**Предоставленный отрывок:**
==============================

Виктор Петрович Астафьев
Творец и мыслитель
Date: 2 августа 2009
Изд: Критический ежегодник -- 1979. (Сост. А. Ленщиков),М., "Современник", 1979
OCR: Адаменко Виталий (adamenko77@gmail.com)
В. П. АСТАФЬЕВ
ТВОРЕЦ И МЫСЛИТЕЛЬ
Одно из самых ярких воспоминаний моего детства по какому-то капризу судьбы или
закономерности ее связано со Львом Николаевичем Толстым. В деревенской школе, куда я пришел
учиться в первый класс осенью тысяча девятьсот тридцать второго года, приезжий учитель прочел нам,
сельским детям, еще не умеющим читать, рассказ о Жилине и Костылине. Это было такое потрясение,
что я долго не мог ничего более слушать и воспринимать, с криком вскакивал по ночам и все время
пытался пересказать жуткую историю о двух русских солдатах, бежавших из плена, всем, кто желал ее
слушать. Бабушка, слушая меня, не раз плакала и повторяла: "Господи, господи! Вот она какая, жизня-то
человеческая, чего только в ей не натерпелись и не натерпишься... -- и, к случаю, наказывала: -- Учись
хорошенько, старших слушайся -- старшие худому не научат..."

==============================

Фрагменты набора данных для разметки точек
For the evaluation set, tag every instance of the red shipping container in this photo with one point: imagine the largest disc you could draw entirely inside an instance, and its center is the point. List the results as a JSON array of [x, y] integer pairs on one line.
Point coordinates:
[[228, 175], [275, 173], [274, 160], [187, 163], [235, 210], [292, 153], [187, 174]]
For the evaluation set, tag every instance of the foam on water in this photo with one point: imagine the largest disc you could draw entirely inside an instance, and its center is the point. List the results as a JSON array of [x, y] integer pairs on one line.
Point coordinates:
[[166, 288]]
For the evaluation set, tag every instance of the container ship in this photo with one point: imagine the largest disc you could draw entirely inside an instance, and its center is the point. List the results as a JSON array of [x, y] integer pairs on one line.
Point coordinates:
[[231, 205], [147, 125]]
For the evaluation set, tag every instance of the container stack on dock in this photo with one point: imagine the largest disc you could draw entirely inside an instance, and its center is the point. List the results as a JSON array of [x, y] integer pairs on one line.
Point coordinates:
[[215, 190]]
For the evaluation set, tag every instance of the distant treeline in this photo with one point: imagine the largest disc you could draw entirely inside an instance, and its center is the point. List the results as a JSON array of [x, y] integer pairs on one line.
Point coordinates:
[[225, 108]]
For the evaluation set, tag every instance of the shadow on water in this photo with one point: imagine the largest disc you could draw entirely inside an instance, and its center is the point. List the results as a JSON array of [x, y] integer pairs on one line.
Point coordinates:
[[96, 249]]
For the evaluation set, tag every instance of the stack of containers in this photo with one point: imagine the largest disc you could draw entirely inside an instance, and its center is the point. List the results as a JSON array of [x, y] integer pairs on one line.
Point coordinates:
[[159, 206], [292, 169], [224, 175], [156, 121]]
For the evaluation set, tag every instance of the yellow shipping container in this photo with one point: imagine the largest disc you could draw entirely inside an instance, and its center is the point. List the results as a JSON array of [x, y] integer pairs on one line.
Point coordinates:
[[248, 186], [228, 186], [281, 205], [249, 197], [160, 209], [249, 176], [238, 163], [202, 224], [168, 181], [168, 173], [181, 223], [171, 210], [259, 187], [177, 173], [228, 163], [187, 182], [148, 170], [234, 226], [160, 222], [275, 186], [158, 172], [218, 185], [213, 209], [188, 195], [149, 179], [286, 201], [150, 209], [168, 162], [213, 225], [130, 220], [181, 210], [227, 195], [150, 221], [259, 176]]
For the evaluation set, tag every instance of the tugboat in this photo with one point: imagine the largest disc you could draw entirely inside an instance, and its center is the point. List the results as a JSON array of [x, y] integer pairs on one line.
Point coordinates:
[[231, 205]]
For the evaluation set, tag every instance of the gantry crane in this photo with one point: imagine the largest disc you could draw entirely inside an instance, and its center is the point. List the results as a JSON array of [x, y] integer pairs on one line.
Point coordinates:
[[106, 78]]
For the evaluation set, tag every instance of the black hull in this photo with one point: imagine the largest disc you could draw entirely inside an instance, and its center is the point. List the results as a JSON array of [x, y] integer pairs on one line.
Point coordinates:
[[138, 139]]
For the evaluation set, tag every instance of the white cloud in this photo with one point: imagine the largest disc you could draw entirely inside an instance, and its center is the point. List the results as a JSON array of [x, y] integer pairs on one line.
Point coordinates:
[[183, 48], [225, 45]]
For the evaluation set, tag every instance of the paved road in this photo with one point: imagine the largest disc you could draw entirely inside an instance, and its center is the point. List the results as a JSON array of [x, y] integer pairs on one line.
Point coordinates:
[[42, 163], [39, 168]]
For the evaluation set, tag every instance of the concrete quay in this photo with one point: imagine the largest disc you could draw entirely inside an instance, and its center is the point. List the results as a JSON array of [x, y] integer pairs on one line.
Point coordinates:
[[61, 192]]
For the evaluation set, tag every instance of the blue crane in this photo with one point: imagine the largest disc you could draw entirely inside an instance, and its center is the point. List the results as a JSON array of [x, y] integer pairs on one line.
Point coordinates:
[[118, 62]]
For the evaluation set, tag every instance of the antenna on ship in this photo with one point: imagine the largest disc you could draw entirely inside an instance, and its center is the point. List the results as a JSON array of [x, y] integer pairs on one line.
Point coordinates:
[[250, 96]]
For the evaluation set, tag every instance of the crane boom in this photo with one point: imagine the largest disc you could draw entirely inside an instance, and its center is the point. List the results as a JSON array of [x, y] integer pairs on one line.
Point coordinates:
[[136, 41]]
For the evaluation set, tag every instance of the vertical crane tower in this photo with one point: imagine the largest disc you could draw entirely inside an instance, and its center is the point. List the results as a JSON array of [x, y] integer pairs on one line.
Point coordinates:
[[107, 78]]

==============================

**Задание:** Напишите продолжение очерка о Льве Толстом, начиная сразу после его последнего предложения.

**Результат:**
С тех пор я не перечитывал рассказ Льва Николаевича Толстого "Кавказский пленник" и
перечитывать не буду, ибо живет он во мне каким-то давним, отделенным от всего остального
прочитанного и услышанного ярким озарением, и мне все еще хочется пересказывать бесхитростную и,
может быть, самую романтическую историю в нашей русской литературе. Возможно, и тяга к творчеству
началась с того, в детстве искоркой занявшегося желания поведать услышанное, что-то, конечно же,
добавляя и от себя.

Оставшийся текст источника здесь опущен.